### THE REQUEST
Give the items below as a two-column CSV with the headers text and answer, one row per item. Put each field in quotes with line breaks turned into spaces, and leave the pictures out.

[Photo object pointing items]
********************
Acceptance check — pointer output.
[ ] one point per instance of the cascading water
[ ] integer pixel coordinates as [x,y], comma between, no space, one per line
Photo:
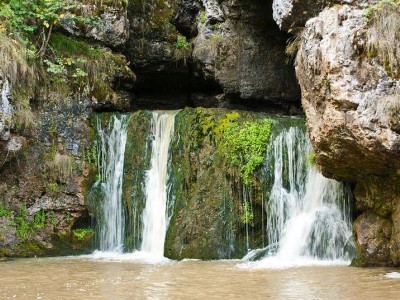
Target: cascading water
[155,212]
[111,165]
[308,214]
********************
### THE OUTPUT
text,answer
"Acceptance check — pointer output. [ ] one point per instance of the cascading water [ ] integer pixel coordinates as [x,y], comma between, no space, one per line Photo: Target: cascading water","[155,212] [111,165] [308,214]"